--- BEGIN Provided text ---

Felix Fietkau Feb. 7, 2016, 9:08 a.m. UTC | #2

On 2016-02-07 08:25, Emmanuel Grumbach wrote:
> On Fri, Feb 5, 2016 at 12:41 PM, Felix Fietkau <nbd@openwrt.org> wrote:
>> Requires software tx queueing support. frag_list support (for zero-copy)
>> is optional.
>>
>> Signed-off-by: Felix Fietkau <nbd@openwrt.org>
> 
> Looks nice!
> This would allow us to create aggregates of TCP Acks, the problem is
> that when you are mostly receiving data, the hardware queues are
> pretty much empty (nothing besides the TCP Acks which should go out
> quickly) so that packets don't pile up in the software queues and
> hence you don't have enough material to build an A-MSDU.
> I guess that for AP oriented devices, this is ideal solution since you
> can't rely on TSO (packets are not locally generated) and this allows
> to build an A-MSDU without adding more latency since you build an
> A-MSDU with packets that are already in the queue waiting instead of
> delaying transmission of the first packet.
> IIRC, the latter was the approach chose by the new Marvell driver
> posted a few weeks ago. This approach is better in my eyes.
> For iwlwifi which is much more station oriented (of GO which is
> basically an AP with locally generated traffic), I took the TSO
> approach. I guess we could try to change iwlwifi to use your tx
> queues, and check how that works. This would allow us to have A-MSDU
> on bridged traffic as well, although this use case is much less common
> for Intel devices.
Can the iwlwifi firmware maintain per-sta per-tid queues? Because that
way you would get the most benefits from using that tx queueing
infrastructure.

>> +
>> +static bool ieee80211_amsdu_aggregate(struct ieee80211_sub_if_data *sdata,
>> +                                     struct sta_info *sta,
>> +                                     struct ieee80211_fast_tx *fast_tx,
>> +                                     struct sk_buff *skb)
>> +{
>> +       struct ieee80211_local *local = sdata->local;
>> +       u8 tid = skb->priority & IEEE80211_QOS_CTL_TAG1D_MASK;
>> +       struct ieee80211_txq *txq = sta->sta.txq[tid];
>> +       struct txq_info *txqi;
>> +       struct sk_buff **frag_tail, *head;
>> +       int subframe_len = skb->len - ETH_ALEN;
>> +       int max_amsdu_len;
>> +       __be16 len;
>> +       void *data;
>> +       bool ret = false;
>> +       int n = 1;
>> +
>> +       if (!ieee80211_hw_check(&local->hw, TX_AMSDU))

--- END Provided text ---

## To do
(A) List the parameter names of the function ieee80211_amsdu_aggregate in the A-MSDU patch thread.
(B) Count the lines of the listing below that contain the string "head", and give only the number.

--- BEGIN Stored rows ---

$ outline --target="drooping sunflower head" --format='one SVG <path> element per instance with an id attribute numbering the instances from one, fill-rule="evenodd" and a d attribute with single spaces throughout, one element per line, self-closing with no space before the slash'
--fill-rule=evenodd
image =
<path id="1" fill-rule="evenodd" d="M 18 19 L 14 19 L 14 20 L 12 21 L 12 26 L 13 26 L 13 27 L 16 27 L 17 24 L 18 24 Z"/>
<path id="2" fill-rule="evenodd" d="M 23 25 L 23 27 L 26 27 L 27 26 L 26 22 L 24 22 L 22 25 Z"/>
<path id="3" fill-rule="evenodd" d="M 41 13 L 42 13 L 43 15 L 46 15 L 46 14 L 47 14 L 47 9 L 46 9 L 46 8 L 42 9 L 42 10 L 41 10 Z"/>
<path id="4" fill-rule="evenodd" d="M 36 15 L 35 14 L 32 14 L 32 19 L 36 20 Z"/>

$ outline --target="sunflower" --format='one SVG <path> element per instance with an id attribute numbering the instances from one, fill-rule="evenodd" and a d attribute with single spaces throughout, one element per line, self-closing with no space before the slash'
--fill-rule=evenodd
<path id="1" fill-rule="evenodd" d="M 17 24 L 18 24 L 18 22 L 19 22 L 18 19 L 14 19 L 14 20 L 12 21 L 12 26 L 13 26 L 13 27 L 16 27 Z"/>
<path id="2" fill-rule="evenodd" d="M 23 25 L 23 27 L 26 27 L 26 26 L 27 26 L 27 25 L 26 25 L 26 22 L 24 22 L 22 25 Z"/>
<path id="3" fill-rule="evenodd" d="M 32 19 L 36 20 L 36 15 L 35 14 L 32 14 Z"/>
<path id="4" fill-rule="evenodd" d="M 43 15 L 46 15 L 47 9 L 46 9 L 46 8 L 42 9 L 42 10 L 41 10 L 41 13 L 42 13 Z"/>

--- END Stored rows ---

## In response
(A) sdata, sta, fast_tx, skb

(B) 1